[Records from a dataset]
=-=-=-=-=

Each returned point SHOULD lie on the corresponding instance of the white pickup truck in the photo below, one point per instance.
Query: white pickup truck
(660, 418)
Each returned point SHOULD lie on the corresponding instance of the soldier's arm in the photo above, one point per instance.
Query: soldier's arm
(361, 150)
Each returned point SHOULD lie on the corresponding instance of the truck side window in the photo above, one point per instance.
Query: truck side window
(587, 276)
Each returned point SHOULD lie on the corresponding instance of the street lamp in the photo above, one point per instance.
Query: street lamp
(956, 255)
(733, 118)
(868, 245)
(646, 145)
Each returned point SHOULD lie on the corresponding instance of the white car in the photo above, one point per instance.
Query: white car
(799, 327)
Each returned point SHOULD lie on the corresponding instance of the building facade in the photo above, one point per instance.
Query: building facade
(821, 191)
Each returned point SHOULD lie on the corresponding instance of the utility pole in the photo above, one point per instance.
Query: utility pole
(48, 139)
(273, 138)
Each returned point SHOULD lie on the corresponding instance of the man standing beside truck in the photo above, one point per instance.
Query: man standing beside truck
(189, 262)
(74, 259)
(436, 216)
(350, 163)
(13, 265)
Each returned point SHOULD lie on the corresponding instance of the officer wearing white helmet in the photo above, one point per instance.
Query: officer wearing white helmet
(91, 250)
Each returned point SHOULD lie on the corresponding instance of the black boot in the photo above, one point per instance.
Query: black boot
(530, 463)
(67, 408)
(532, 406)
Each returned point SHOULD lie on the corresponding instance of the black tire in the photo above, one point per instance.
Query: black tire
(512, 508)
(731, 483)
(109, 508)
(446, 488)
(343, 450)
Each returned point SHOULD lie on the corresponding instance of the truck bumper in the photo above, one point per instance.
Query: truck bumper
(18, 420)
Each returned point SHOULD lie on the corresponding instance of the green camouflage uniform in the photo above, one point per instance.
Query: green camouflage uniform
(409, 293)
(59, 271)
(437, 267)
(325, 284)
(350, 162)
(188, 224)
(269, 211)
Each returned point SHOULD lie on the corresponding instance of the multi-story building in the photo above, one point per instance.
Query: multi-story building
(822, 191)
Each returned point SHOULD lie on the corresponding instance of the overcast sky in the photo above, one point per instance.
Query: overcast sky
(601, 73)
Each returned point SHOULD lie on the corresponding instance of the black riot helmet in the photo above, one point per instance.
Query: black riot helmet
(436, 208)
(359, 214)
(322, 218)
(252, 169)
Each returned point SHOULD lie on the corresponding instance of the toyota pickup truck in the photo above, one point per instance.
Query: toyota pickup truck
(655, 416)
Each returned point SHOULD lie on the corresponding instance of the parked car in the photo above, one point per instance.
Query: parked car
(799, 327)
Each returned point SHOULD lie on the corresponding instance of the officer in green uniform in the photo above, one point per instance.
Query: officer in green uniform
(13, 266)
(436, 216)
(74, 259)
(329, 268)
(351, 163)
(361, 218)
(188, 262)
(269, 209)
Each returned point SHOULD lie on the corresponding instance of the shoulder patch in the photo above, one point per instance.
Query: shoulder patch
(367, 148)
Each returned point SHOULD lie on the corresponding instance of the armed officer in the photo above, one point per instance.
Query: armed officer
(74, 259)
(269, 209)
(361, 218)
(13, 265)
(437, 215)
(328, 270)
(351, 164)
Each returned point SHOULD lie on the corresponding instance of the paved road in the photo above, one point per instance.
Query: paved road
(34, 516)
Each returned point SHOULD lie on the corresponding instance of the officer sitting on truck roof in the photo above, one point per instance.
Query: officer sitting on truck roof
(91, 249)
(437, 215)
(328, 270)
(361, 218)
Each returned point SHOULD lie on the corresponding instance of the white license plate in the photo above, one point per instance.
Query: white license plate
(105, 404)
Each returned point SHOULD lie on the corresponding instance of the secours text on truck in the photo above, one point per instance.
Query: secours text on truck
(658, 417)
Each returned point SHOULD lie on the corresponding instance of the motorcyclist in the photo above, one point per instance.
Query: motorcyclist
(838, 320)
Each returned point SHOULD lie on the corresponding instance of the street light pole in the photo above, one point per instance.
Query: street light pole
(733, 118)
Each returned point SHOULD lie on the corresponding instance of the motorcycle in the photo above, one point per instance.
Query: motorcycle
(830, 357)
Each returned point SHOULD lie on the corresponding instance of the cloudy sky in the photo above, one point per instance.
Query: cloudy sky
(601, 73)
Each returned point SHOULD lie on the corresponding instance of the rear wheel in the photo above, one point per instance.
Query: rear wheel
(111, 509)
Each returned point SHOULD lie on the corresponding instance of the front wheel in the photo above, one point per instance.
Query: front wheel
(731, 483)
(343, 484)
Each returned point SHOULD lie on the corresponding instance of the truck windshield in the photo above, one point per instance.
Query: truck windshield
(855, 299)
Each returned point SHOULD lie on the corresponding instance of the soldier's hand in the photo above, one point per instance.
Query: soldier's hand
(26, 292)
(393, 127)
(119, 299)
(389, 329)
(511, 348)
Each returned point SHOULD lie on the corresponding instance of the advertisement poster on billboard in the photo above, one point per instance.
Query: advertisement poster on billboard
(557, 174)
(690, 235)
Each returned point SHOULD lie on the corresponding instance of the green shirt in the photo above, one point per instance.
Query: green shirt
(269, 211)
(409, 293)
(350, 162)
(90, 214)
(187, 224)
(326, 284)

=-=-=-=-=

### Goal of the exercise
The answer must be the complete set of entries, retyped exactly.

### Exercise result
Each returned point SHOULD lie on the corresponding instance of the white pickup truck in the photo below, one point per instance.
Query: white pickup truck
(660, 418)
Each returned point SHOULD lie on the corresponding instance of the soldier's arm in the photo above, one point per instance.
Query: soldier's arm
(361, 150)
Each returned point SHOULD lie on the corresponding instance of the truck side window in the photo above, one point per instance.
Query: truck side window
(587, 276)
Each returned point SHOULD lie on the corresponding instance of the street lamp in the photo above, one point per instance.
Query: street lamp
(956, 255)
(733, 118)
(868, 245)
(646, 145)
Each returned point SHOULD lie on the corresponding instance of the white car in the photo above, one point per instance.
Query: white car
(799, 327)
Each returned point SHOULD lie on the corresponding instance of the building facade in the photo above, one point per instance.
Query: building facade
(821, 191)
Each returned point SHOULD lie on the corresponding instance of the utility pole in the photo above, one point per instance.
Query: utility pole
(48, 139)
(273, 138)
Each returned point SHOULD lie on the corresponding instance of the man standing beside truck in the photo above, one point per instance.
Query: man standing beside truck
(189, 262)
(74, 259)
(436, 216)
(350, 163)
(13, 265)
Each returned point SHOULD lie on the corresponding instance of the officer wearing white helmet in the photo above, one point per instance.
Query: officer wearing white helmet
(91, 250)
Each returned point SHOULD lie on the corresponding instance of the black boot in the photo above, one point per instance.
Query: black boot
(530, 463)
(67, 408)
(532, 406)
Each returned point SHOULD lie on the corresponding instance of the black tire in the photo above, one point per instance.
Query: black tire
(512, 508)
(731, 483)
(109, 508)
(446, 488)
(343, 450)
Each returned point SHOULD lie on the corresponding instance of the truck bumper in the photo above, one point per instance.
Query: truck bumper
(18, 420)
Each returned point SHOULD lie on the corresponding instance of the green camouflage uniform in the photo above, one point per instance.
Query: green camouflage uniform
(409, 293)
(59, 271)
(437, 267)
(325, 284)
(350, 162)
(188, 224)
(269, 211)
Each returned point SHOULD lie on the corresponding instance of the multi-story building in the photo above, one point per instance.
Query: multi-story building
(822, 191)
Each returned point SHOULD lie on the corresponding instance of the overcast sky in the photo above, one point per instance.
Query: overcast sky
(601, 73)
Each returned point SHOULD lie on the corresponding instance of the black riot helmet in the photo above, one point per instance.
Query: black riot helmet
(436, 208)
(359, 214)
(322, 218)
(252, 169)
Each returned point SHOULD lie on the corresponding instance of the toyota pickup truck in the photo above, one point per instance.
Query: toyota pickup truck
(655, 416)
Each returned point SHOULD lie on the corresponding instance of the parked car in the photo above, one point per instance.
Query: parked car
(799, 327)
Each returned point SHOULD lie on the corresponding instance of the officer in green uniform in the photo above, one point per instance.
Query: officer in green uniform
(13, 266)
(436, 216)
(74, 259)
(329, 268)
(351, 163)
(361, 218)
(188, 262)
(269, 209)
Each returned point SHOULD lie on the corresponding instance of the shoulder patch in the photo above, one point per instance.
Query: shoulder patch
(367, 148)
Each returned point SHOULD lie on the corresponding instance of the armed officer in the photo above, one point per instance.
Query: armed officer
(74, 259)
(269, 209)
(361, 218)
(13, 265)
(437, 215)
(328, 270)
(351, 164)
Each returned point SHOULD lie on the corresponding instance of the paved road in the photo above, one point per instance.
Query: paved road
(34, 516)
Each returned point SHOULD lie on the corresponding instance of the officer sitting on truck roof in the photo above, one point per instance.
Query: officer sitting on truck roof
(91, 249)
(437, 215)
(328, 270)
(361, 218)
Each returned point SHOULD lie on the corresponding instance of the white license plate in the photo above, one point per instance.
Query: white license plate
(105, 404)
Each returned point SHOULD lie on the corresponding instance of the secours text on truck in the photo above, one point per instance.
Query: secours text on truck
(658, 417)
Each returned point SHOULD lie on the corresponding instance of the motorcyclist in the photo above, one point per instance.
Query: motorcyclist
(838, 320)
Each returned point SHOULD lie on the corresponding instance of the street light pole in the photo above, one point per instance.
Query: street light pole
(733, 118)
Each returned point SHOULD lie on the corresponding instance of the motorcycle in the photo above, one point per instance.
Query: motorcycle
(830, 357)
Each returned point SHOULD lie on the corresponding instance of the cloudy sky in the photo above, one point per instance.
Query: cloudy sky
(601, 73)
Each returned point SHOULD lie on the corresponding instance of the rear wheel in the photo above, one point per instance.
Query: rear wheel
(111, 509)
Each returned point SHOULD lie on the corresponding instance of the front wheel in the photo above, one point per instance.
Query: front wheel
(731, 483)
(343, 484)
Each returned point SHOULD lie on the corresponding instance of the truck windshield in the photo above, one point per instance.
Query: truck windshield
(855, 299)
Each returned point SHOULD lie on the corresponding instance of the soldier's hand in the photo above, one point per instance.
Query: soldier's hand
(26, 292)
(393, 127)
(119, 299)
(389, 329)
(511, 348)
Each returned point SHOULD lie on the corresponding instance of the advertisement poster on billboard in the photo above, one point per instance.
Query: advertisement poster on billboard
(557, 174)
(690, 235)
Each returned point SHOULD lie on the corresponding instance of the green shirt in the photo above, one point per instance.
Query: green shirt
(269, 211)
(409, 293)
(350, 162)
(90, 214)
(187, 224)
(326, 284)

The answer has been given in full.